-- Start of Given text --
Studio album by Wynton Marsalis
- Released: July 30, 1991
- Studio: BMG, New York City
- Genre: Jazz
- Length: 55:59
- Label: Columbia
- Producer: George Butler; Steven Epstein;

Wynton Marsalis chronology
| Standard Time, Vol. 2: Intimacy Calling (1991) | Thick in the South: Soul Gestures in Southern Blue, Vol. 1 (1991) | Uptown Ruler: Soul Gestures in Southern Blue, Vol. 2 (1991) |

= Thick in the South: Soul Gestures in Southern Blue, Vol. 1 =

Thick in the South: Soul Gestures in Southern Blue, Vol. 1 is an album by Wynton Marsalis that was released in 1991. Part one of the blues cycle was recorded by Marsalis and his quintet with guest appearances by Joe Henderson and Elvin Jones.
-- End of Given text --
Task to complete:
Please output the part of the Wynton Marsalis album entry that runs from "Wynton Marsalis chronology" up to and including "and Elvin Jones.", word for word.
-- Start of Supplied material --
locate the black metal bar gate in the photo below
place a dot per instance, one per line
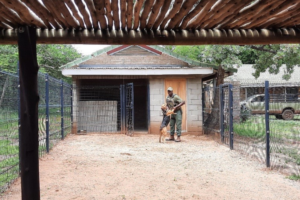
(226, 114)
(29, 98)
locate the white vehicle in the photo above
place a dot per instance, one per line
(281, 105)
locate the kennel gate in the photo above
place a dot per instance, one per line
(127, 109)
(226, 114)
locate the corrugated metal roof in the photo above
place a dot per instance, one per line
(133, 67)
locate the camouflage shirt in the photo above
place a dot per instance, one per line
(173, 101)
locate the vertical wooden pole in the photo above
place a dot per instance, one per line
(267, 123)
(62, 108)
(47, 113)
(29, 99)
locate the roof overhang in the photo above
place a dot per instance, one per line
-- End of Supplied material --
The output:
Wynton Marsalis chronology
| Standard Time, Vol. 2: Intimacy Calling (1991) | Thick in the South: Soul Gestures in Southern Blue, Vol. 1 (1991) | Uptown Ruler: Soul Gestures in Southern Blue, Vol. 2 (1991) |

= Thick in the South: Soul Gestures in Southern Blue, Vol. 1 =

Thick in the South: Soul Gestures in Southern Blue, Vol. 1 is an album by Wynton Marsalis that was released in 1991. Part one of the blues cycle was recorded by Marsalis and his quintet with guest appearances by Joe Henderson and Elvin Jones.